Skip to main content

Billion-scale molecular clustering and visualization using Product Quantization and nested TMAPs.

Project description

Chelombus

License: MIT Version Python

Billion-scale molecular clustering and visualization on commodity hardware.

Chelombus enables interactive exploration of ultra-large chemical datasets (up to billions of molecules) using Product Quantization and nested TMAPs. Process the entire Enamine REAL database (9.6B molecules) on a single workstation.

Live Demo: https://chelombus.gdb.tools

Overview

Chelombus implements the "Nested TMAP" framework for visualizing billion-sized molecular datasets:

SMILES → MQN Fingerprints → PQ Encoding → PQk-means Clustering → Nested TMAPs

Key Features:

  • Scalability: Stream billions of molecules without loading everything into memory
  • Efficiency: Compress 42-dimensional MQN vectors to 6-byte PQ codes (28x compression)
  • GPU acceleration: Optional CUDA support for PQ encoding and cluster assignment (~25x speedup)
  • Visualization: Navigate from global overview to individual molecules in two clicks
  • Accessibility: Runs on commodity hardware (tested: AMD Ryzen 7, 64GB RAM)

Installation

From PyPI (recommended)

pip install chelombus

From Source

git clone https://github.com/afloresep/chelombus.git
cd chelombus
pip install -e .

Platform Notes

Apple Silicon (M1/M2/M3): The pqkmeans library is not currently supported on Apple Silicon Macs. My plan is to rewrite pqkmeans with Silicon and GPU support but that's for a future release... For now, clustering functionality requires an x86_64 system.

→ GIVEN EXERCISE 1: From the Chelombus project description, print the passage starting with "Chelombus enables interactive" and going on through "codes (28x compression)".
→ GIVEN EXERCISE 2: In the Chelombus project description, what kind of system does clustering currently require?
→ GIVEN EXERCISE 3: Finish out the next part of the Chelombus project description, picking up after its final sentence.

Stored data entries
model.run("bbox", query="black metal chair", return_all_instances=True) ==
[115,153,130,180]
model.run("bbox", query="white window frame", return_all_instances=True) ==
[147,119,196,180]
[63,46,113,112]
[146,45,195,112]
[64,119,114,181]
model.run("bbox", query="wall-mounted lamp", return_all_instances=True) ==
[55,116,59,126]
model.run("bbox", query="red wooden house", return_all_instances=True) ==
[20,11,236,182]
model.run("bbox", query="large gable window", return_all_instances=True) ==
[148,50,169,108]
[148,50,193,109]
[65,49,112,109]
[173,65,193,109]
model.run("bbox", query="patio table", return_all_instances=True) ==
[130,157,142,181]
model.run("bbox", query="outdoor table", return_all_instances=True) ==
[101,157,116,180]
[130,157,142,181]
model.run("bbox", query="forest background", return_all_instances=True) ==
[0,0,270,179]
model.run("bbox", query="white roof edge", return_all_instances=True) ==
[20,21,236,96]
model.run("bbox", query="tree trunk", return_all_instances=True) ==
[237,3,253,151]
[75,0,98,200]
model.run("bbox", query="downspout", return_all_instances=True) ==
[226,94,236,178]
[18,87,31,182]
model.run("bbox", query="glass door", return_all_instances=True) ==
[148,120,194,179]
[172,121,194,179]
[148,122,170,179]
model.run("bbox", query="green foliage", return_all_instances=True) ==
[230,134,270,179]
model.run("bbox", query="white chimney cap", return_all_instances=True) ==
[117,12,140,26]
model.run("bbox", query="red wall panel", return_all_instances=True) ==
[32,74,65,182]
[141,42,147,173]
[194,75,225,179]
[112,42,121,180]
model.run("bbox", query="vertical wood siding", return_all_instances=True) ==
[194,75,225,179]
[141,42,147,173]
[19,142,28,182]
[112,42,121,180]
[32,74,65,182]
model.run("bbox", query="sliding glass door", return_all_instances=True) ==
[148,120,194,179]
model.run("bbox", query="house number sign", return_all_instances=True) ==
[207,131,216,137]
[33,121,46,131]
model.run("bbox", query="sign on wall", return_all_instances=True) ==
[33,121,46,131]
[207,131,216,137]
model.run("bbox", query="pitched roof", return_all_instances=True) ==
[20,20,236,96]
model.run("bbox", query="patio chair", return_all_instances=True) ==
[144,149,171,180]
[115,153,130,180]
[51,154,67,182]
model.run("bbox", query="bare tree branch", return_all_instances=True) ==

→ WRITTEN REPLY 1:
Chelombus enables interactive exploration of ultra-large chemical datasets (up to billions of molecules) using Product Quantization and nested TMAPs. Process the entire Enamine REAL database (9.6B molecules) on a single workstation.

Live Demo: https://chelombus.gdb.tools

Overview

Chelombus implements the "Nested TMAP" framework for visualizing billion-sized molecular datasets:

SMILES → MQN Fingerprints → PQ Encoding → PQk-means Clustering → Nested TMAPs

Key Features:

  • Scalability: Stream billions of molecules without loading everything into memory
  • Efficiency: Compress 42-dimensional MQN vectors to 6-byte PQ codes (28x compression)

→ WRITTEN REPLY 2: An x86_64 system.

→ WRITTEN REPLY 3:
GPU Acceleration

Every step in the pipeline supports optional GPU acceleration via the device parameter: encoder training, PQ encoding, cluster training, and label assignment. When a CUDA GPU is available, device='auto' (the default) uses the GPU transparently; otherwise it falls back to CPU.

Requirements: torch and triton (both installed with pip install torch).

encoder = PQEncoder(k=256, m=6, iterations=20)
encoder.fit(training_fps, device='auto')          # GPU KMeans fitting
pq_codes = encoder.transform(fingerprints)        # GPU batch assignment

clusterer = PQKMeans(encoder, k=100000)
clusterer.fit(pq_codes)                           # GPU Triton assign + CPU centroid update
labels = clusterer.predict(pq_codes)              # GPU Triton kernel

# Or force a specific device
labels_cpu = clusterer.predict(pq_codes, device='cpu')
labels_gpu = clusterer.predict(pq_codes, device='gpu')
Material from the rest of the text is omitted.